▸ REQUIREMENT:
Please copy the part of the film review that opens with the words "The poster for" and closes with "racist and Islamphobic.)", substituting "hideout" for "safehouse".

▸ TEXT PASSAGE:
• • •
The poster for ‘Eye in the Sky’ trumpets an appreciative quote from The Times: “a tense, morally complex and extremely prescient thriller”. Tense, yes – Gavin Hood’s direction is unobtrusive and economical, establishing four or five key locations and a hierarchy of tense interrelationships, and never losing sight of any single character’s part in the unfolding drama. Prescient, yes – this is the kind of stuff that earns that hoary old “ripped from the headlines” epithet (albeit from the headlines of The Daily Mail: everyone in the safehouse, regardless of nationality, is a terrorist because of religion; Danford’s backstory is basically “she became radicalised after hanging around mosques”. ‘Eye in the Sky’ is horribly racist and Islamphobic.)
• • •
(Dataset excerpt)
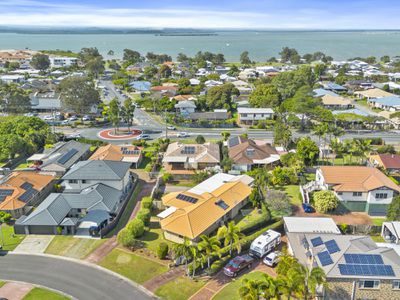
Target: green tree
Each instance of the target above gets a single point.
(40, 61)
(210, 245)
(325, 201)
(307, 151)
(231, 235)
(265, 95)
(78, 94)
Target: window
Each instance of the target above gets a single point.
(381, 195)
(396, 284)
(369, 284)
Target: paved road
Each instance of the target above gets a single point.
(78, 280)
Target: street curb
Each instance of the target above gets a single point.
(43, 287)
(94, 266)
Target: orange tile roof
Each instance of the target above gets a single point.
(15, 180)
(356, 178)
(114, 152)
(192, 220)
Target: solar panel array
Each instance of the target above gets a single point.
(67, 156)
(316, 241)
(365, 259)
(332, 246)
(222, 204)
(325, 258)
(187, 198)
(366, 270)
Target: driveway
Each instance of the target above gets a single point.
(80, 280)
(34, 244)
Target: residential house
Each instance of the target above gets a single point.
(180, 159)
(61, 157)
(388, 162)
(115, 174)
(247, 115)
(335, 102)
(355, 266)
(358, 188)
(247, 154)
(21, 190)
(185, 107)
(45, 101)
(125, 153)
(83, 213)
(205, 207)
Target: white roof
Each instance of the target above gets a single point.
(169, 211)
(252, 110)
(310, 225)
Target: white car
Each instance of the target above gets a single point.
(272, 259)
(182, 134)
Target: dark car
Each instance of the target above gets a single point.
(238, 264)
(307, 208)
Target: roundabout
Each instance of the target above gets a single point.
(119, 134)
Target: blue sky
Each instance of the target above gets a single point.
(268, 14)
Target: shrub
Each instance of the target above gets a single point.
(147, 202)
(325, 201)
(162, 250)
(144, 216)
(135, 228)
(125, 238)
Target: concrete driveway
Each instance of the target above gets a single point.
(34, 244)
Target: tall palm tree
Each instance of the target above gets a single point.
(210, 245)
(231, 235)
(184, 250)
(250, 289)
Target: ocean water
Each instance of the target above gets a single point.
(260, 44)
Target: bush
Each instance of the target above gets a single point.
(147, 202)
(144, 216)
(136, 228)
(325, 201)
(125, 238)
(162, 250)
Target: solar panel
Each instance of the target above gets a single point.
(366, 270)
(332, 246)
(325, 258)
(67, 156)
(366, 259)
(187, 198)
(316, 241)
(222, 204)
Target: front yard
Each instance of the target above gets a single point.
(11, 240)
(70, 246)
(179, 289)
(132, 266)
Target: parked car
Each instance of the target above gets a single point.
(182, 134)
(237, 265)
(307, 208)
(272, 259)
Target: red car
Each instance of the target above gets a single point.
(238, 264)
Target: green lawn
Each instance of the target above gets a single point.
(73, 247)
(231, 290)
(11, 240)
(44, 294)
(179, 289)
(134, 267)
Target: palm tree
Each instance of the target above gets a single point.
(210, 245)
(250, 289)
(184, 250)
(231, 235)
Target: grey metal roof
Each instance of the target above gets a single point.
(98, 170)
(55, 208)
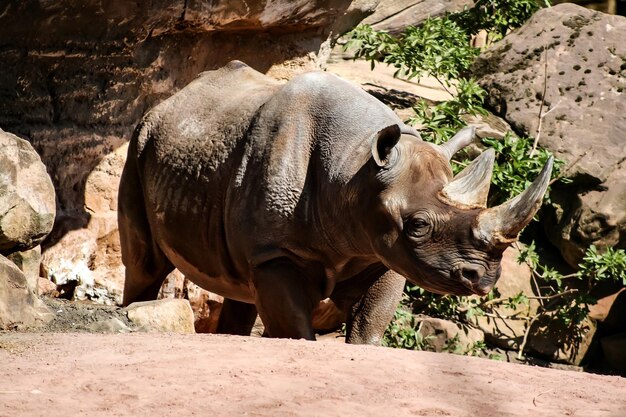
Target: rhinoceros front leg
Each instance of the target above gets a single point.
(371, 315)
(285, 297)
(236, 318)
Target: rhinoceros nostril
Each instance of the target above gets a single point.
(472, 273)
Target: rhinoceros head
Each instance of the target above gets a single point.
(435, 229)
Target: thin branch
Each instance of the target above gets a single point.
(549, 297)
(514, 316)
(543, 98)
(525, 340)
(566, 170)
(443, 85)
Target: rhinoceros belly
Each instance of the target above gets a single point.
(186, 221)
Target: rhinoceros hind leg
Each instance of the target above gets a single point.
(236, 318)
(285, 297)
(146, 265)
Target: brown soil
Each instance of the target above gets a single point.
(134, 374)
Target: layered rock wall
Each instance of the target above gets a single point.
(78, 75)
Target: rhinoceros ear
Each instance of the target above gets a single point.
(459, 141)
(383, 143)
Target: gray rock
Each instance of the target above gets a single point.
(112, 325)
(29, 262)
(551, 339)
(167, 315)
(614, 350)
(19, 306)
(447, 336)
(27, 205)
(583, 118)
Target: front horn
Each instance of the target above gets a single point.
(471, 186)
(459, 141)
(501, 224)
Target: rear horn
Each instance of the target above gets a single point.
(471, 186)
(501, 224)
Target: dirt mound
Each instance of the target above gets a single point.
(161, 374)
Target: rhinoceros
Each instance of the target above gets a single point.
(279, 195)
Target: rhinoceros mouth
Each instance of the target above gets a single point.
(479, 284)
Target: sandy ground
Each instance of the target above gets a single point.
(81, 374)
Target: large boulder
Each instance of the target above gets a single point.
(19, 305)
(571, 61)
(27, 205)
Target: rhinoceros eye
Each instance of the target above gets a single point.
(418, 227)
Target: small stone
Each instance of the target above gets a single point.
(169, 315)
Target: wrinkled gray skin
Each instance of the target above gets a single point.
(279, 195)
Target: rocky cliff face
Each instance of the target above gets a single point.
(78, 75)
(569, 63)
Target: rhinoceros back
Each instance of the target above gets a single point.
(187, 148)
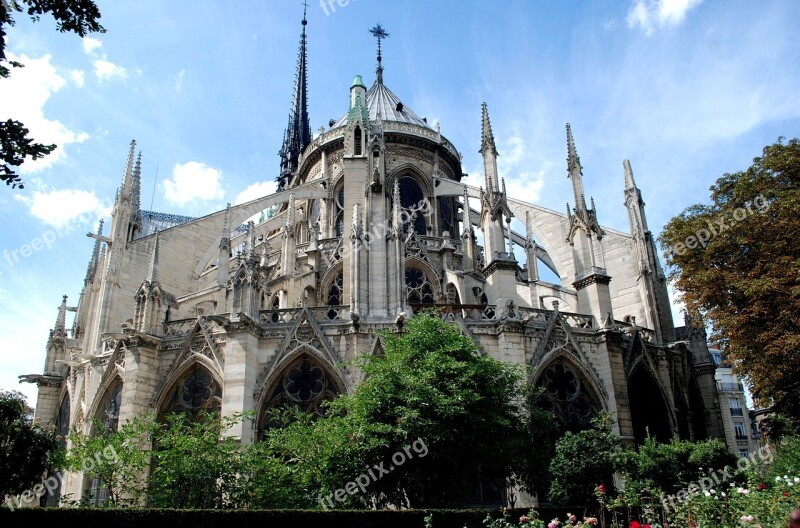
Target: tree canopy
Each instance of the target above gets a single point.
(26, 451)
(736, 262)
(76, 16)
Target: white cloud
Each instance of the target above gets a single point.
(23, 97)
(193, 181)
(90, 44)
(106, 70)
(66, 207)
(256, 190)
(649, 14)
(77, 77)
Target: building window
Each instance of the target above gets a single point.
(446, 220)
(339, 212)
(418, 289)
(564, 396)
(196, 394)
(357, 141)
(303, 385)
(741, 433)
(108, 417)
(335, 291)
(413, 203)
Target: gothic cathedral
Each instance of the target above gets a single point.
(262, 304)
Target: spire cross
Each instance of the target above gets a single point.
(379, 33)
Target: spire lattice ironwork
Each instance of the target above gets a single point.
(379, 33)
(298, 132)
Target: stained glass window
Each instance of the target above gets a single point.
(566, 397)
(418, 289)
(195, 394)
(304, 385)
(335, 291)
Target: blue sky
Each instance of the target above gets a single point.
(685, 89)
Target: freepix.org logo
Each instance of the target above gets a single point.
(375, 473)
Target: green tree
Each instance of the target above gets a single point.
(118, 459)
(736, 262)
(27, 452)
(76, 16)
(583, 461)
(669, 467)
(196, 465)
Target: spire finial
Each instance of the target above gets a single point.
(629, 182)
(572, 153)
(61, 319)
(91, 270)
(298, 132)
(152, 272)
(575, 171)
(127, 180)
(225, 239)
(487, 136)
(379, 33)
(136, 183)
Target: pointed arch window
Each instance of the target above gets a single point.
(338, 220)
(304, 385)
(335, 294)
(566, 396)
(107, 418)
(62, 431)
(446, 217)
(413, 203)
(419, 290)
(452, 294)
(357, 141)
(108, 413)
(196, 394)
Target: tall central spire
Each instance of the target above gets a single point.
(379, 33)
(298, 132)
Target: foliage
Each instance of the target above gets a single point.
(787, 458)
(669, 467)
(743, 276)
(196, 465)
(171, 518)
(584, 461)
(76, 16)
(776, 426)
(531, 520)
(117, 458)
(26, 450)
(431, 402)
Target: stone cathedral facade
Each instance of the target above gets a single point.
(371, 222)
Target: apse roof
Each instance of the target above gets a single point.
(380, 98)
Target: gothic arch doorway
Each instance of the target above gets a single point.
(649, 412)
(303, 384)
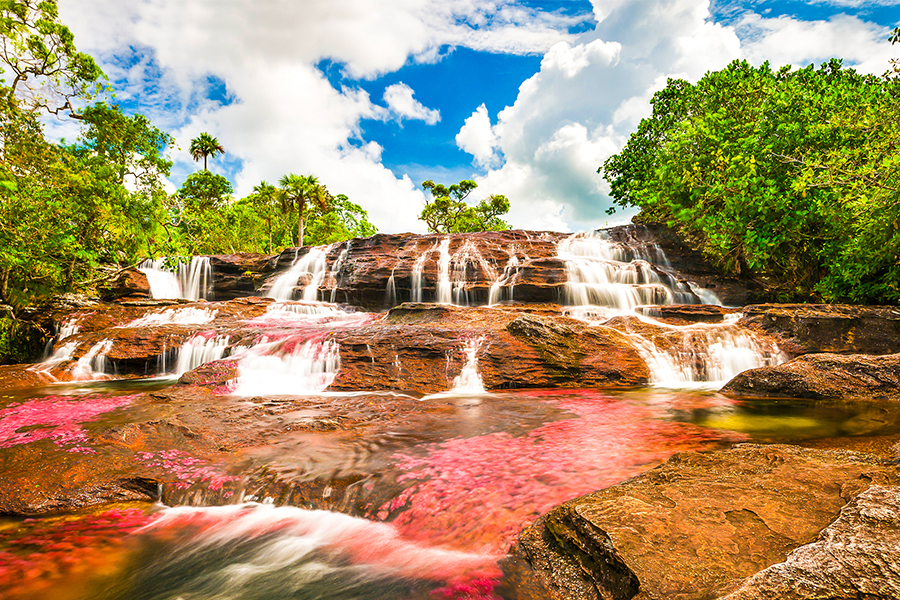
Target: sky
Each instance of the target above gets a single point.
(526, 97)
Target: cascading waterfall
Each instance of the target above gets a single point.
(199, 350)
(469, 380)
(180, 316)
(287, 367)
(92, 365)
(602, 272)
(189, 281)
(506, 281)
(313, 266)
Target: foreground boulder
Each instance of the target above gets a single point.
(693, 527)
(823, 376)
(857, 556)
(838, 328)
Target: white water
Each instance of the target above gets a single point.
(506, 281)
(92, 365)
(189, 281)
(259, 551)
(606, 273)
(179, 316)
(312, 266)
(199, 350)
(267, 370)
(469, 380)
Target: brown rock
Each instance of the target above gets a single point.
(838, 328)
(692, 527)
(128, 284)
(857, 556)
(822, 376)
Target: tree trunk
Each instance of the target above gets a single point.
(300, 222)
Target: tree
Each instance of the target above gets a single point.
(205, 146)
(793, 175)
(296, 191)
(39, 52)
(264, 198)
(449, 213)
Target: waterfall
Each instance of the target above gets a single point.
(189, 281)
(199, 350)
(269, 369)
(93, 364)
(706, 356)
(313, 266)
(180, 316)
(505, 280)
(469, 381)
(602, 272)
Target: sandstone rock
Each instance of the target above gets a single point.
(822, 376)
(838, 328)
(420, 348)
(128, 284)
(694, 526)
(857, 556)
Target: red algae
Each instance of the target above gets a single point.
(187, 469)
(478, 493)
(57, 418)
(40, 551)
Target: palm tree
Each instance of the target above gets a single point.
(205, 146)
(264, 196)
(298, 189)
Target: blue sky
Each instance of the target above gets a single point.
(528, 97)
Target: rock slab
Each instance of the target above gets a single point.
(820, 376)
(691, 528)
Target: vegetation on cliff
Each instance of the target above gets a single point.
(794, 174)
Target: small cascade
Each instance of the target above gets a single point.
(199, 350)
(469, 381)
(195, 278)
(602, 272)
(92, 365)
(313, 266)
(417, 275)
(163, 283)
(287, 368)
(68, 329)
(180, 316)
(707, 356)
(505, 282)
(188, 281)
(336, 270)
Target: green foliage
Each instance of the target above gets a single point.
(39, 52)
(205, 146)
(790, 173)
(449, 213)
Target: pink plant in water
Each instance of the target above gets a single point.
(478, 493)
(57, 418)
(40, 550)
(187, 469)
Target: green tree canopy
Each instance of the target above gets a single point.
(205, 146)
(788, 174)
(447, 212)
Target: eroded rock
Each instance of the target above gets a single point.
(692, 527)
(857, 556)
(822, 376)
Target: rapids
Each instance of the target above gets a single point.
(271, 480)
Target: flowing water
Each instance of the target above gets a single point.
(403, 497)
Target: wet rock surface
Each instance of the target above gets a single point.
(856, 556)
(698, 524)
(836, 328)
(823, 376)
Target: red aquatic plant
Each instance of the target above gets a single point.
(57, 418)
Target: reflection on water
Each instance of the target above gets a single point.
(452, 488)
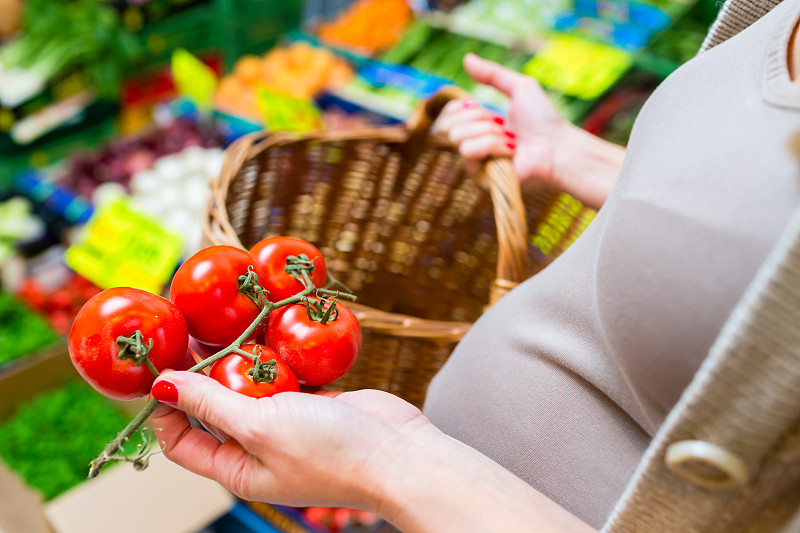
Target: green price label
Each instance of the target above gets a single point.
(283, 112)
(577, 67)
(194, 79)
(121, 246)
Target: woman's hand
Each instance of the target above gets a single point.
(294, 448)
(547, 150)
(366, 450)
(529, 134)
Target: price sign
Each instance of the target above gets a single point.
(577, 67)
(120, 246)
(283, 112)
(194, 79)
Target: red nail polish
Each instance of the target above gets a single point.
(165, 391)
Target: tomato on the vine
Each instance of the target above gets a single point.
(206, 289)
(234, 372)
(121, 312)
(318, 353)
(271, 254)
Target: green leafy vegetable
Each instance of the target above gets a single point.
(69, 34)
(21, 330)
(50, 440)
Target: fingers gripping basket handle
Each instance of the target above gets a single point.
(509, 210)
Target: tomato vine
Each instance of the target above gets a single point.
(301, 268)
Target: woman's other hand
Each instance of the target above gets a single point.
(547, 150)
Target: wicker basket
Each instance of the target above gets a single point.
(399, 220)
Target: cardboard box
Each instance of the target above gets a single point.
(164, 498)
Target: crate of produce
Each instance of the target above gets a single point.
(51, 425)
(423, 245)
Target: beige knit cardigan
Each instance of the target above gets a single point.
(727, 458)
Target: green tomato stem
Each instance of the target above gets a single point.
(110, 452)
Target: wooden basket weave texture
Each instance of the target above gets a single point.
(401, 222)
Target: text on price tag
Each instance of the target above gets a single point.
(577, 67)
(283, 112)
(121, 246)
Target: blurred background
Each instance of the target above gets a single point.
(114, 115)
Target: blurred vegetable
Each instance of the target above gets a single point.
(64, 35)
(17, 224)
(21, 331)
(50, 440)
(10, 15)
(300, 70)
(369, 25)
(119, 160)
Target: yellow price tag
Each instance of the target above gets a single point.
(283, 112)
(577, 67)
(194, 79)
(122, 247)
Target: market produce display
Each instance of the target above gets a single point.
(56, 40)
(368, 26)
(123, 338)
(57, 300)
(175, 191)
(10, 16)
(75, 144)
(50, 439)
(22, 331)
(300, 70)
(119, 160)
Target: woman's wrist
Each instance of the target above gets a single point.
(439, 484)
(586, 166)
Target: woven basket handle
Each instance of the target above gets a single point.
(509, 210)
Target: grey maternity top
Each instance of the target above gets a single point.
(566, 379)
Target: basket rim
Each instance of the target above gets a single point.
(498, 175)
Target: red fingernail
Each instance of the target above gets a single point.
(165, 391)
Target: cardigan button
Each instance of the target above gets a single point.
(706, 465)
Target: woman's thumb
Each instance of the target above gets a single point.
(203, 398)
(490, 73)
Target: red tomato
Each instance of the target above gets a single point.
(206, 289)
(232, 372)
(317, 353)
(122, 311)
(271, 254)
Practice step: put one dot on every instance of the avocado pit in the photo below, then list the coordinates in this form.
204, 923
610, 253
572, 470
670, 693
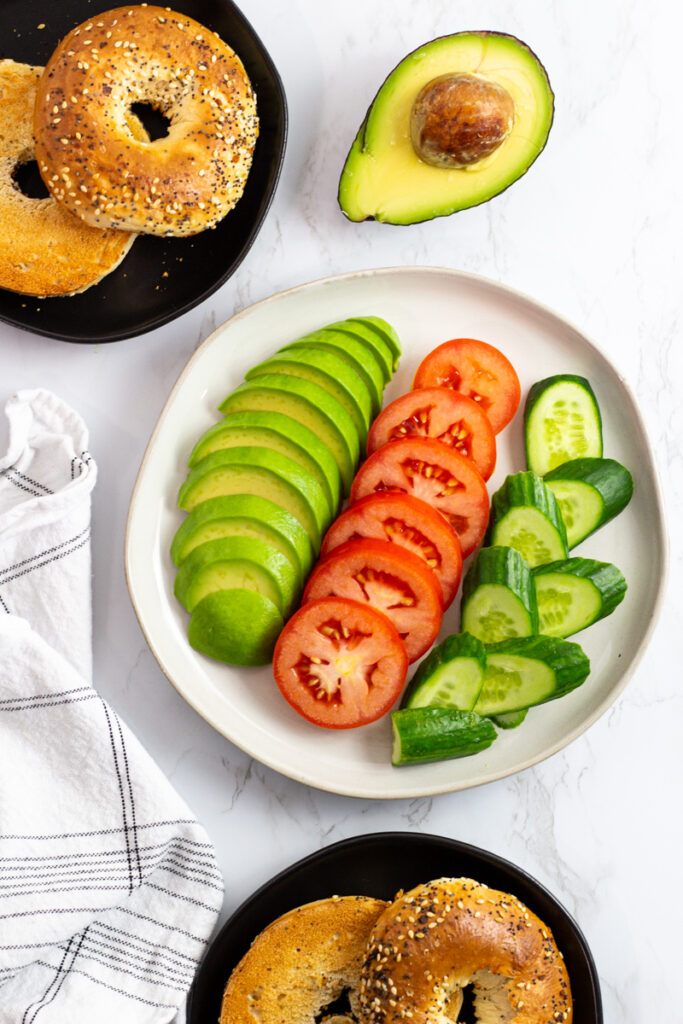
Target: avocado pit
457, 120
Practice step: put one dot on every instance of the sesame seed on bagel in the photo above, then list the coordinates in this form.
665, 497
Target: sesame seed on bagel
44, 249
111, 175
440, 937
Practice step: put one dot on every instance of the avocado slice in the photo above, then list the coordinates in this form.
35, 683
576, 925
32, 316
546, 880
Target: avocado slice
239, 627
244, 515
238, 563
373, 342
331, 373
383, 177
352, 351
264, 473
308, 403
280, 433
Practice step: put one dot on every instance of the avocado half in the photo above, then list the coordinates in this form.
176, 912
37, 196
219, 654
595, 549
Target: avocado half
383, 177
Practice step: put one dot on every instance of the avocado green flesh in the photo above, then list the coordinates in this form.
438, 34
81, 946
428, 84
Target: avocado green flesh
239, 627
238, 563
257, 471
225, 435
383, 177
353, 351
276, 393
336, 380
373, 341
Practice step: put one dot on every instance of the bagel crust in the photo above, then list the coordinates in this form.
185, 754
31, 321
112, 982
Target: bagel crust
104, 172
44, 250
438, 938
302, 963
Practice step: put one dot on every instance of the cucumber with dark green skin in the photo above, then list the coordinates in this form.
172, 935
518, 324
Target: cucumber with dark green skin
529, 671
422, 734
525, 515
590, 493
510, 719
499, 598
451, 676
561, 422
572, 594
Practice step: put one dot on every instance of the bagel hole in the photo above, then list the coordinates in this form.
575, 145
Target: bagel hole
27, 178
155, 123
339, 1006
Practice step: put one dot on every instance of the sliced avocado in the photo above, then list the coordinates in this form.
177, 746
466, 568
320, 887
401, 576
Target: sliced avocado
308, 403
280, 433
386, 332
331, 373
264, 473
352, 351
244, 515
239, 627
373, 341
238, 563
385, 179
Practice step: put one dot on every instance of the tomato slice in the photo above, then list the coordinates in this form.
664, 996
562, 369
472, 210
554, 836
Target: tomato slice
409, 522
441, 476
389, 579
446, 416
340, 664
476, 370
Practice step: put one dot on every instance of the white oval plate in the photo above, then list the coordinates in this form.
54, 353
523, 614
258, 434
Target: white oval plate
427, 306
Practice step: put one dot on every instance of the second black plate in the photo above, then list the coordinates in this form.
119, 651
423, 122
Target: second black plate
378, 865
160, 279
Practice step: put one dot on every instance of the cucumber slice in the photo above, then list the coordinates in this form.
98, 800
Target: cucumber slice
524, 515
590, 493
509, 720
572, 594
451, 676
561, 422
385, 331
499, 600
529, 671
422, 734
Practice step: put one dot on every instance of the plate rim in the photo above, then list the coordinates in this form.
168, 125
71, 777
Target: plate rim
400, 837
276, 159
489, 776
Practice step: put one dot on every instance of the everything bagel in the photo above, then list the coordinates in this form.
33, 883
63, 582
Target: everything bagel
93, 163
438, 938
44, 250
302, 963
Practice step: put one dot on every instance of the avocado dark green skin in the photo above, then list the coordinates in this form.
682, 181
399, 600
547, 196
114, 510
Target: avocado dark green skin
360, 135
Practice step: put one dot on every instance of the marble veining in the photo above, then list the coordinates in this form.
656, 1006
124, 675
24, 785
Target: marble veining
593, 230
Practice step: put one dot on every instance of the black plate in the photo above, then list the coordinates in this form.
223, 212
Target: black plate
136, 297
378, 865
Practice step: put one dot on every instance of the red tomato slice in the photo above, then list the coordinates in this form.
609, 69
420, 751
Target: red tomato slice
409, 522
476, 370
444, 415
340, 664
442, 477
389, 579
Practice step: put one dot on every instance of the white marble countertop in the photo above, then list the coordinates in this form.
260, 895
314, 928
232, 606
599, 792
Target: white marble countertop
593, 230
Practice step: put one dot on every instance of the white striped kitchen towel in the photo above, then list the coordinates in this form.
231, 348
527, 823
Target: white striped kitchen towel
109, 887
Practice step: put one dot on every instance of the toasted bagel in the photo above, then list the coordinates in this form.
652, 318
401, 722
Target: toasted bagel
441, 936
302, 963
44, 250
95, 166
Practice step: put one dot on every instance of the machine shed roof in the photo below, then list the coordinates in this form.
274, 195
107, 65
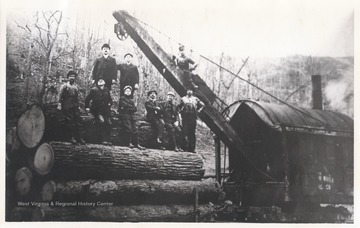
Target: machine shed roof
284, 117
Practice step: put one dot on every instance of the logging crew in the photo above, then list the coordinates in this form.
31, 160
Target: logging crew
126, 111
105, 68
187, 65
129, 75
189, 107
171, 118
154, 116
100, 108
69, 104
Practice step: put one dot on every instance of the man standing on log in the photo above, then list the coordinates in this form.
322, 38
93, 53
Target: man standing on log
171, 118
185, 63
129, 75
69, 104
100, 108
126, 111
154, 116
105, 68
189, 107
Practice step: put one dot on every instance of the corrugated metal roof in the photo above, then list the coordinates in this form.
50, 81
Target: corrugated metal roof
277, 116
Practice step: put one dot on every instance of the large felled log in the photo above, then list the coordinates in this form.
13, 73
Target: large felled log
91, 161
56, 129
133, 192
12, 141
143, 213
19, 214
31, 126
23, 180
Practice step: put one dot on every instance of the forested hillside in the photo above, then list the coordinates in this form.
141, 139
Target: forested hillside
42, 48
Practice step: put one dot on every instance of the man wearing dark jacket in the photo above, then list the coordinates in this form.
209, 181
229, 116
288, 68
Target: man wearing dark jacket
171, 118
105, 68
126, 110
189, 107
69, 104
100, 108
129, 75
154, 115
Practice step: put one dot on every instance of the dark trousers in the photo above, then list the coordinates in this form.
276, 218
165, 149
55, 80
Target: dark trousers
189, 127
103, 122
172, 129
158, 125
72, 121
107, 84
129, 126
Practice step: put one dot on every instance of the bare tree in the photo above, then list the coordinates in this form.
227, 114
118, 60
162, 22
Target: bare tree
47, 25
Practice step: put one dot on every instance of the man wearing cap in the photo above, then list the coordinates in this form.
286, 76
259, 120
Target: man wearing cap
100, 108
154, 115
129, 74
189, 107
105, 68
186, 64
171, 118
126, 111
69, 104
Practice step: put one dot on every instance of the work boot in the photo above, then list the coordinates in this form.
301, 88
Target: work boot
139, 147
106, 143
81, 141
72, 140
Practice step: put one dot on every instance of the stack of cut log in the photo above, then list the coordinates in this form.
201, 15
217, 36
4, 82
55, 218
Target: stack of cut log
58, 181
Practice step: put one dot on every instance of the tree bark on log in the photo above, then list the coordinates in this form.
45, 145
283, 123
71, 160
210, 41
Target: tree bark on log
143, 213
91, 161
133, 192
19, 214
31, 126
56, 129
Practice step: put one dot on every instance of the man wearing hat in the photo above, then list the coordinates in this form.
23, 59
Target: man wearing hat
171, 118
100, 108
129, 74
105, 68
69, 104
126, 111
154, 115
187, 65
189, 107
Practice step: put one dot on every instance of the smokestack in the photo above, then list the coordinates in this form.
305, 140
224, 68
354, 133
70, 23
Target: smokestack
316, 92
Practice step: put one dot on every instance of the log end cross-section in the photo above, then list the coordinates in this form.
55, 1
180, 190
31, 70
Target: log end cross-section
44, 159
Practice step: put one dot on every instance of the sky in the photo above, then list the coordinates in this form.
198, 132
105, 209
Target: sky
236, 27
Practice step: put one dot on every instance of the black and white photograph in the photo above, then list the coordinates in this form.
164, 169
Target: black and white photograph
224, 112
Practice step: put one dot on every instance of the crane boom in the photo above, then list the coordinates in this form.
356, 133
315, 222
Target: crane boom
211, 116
• • •
▸ TASK OUTPUT:
The poster for ‘Eye in the Sky’ trumpets an appreciative quote from The Times: “a tense, morally complex and extremely prescient thriller”. Tense, yes – Gavin Hood’s direction is unobtrusive and economical, establishing four or five key locations and a hierarchy of tense interrelationships, and never losing sight of any single character’s part in the unfolding drama. Prescient, yes – this is the kind of stuff that earns that hoary old “ripped from the headlines” epithet (albeit from the headlines of The Daily Mail: everyone in the hideout, regardless of nationality, is a terrorist because of religion; Danford’s backstory is basically “she became radicalised after hanging around mosques”. ‘Eye in the Sky’ is horribly racist and Islamphobic.)